* EXERCISE:
Reproduce the rows verbatim, starting with the line that contains "Target: green slope" and going on through the line that contains "Target: short grass", both included.
== LISTING
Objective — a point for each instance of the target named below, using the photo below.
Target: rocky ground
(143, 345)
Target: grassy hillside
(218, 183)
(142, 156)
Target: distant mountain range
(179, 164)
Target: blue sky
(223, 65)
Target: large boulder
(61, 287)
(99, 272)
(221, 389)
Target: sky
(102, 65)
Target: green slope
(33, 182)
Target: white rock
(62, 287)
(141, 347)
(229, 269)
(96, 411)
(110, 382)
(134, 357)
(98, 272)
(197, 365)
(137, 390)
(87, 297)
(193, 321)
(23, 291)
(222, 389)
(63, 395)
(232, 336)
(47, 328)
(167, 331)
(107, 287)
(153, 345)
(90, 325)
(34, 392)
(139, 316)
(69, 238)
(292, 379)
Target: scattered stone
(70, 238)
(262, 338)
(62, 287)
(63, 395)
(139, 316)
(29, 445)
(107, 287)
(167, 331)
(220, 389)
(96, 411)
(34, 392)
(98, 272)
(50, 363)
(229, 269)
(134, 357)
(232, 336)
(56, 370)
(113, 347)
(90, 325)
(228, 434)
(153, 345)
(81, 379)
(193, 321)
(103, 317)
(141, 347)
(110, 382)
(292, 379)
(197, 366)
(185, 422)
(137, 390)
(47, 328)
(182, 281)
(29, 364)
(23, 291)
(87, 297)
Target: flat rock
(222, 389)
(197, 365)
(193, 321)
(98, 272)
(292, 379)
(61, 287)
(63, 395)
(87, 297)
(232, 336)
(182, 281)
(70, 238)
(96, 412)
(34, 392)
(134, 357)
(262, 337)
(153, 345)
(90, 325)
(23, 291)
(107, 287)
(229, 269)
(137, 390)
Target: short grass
====
== LISTING
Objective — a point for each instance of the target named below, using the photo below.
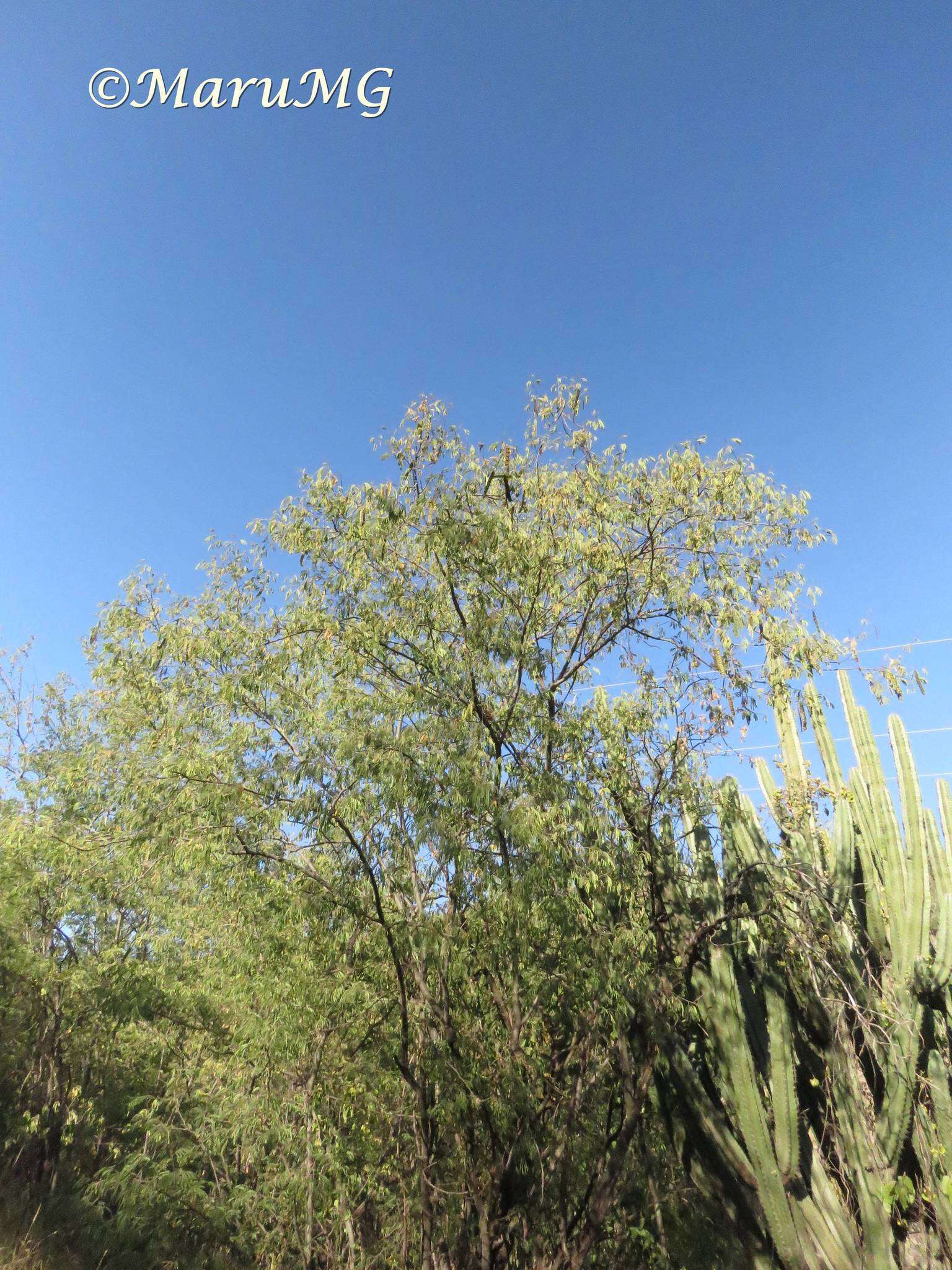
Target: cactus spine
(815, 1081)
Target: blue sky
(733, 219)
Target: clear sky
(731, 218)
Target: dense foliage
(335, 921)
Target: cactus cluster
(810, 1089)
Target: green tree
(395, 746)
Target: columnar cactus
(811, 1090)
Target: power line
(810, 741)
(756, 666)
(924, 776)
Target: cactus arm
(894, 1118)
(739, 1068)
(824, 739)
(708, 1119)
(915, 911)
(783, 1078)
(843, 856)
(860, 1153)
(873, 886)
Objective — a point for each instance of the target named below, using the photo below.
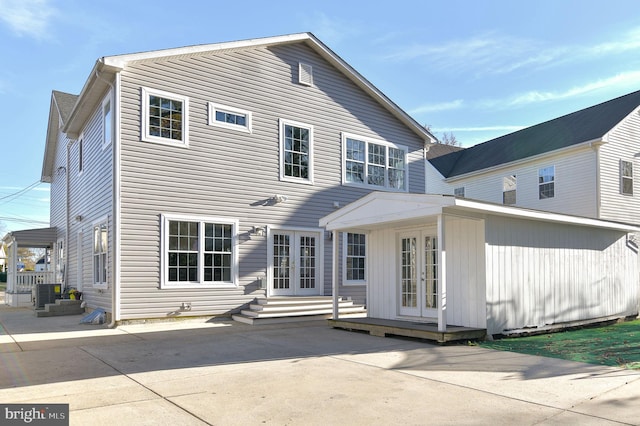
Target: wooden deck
====
* RESULT OF THE TASK:
Target: green slope
(33, 182)
Target: white rock
(62, 287)
(141, 347)
(229, 269)
(96, 411)
(110, 382)
(134, 357)
(98, 272)
(197, 365)
(137, 390)
(87, 297)
(193, 321)
(23, 291)
(222, 389)
(63, 395)
(232, 336)
(47, 328)
(167, 331)
(107, 287)
(153, 345)
(90, 325)
(34, 392)
(139, 316)
(69, 238)
(292, 379)
Target: scattered stone
(70, 238)
(262, 338)
(62, 287)
(63, 395)
(139, 316)
(29, 445)
(107, 287)
(167, 331)
(220, 389)
(96, 411)
(34, 392)
(98, 272)
(50, 363)
(229, 269)
(134, 357)
(232, 336)
(56, 370)
(113, 347)
(90, 325)
(228, 434)
(153, 345)
(81, 379)
(193, 321)
(103, 317)
(141, 347)
(110, 382)
(292, 379)
(197, 366)
(185, 422)
(137, 390)
(47, 328)
(182, 281)
(29, 364)
(23, 291)
(87, 297)
Target: flat rock
(222, 389)
(197, 365)
(193, 321)
(98, 272)
(292, 379)
(61, 287)
(63, 395)
(87, 297)
(232, 336)
(182, 281)
(70, 238)
(96, 412)
(34, 392)
(134, 357)
(262, 337)
(153, 345)
(90, 325)
(23, 291)
(107, 287)
(229, 269)
(137, 390)
Target: short grass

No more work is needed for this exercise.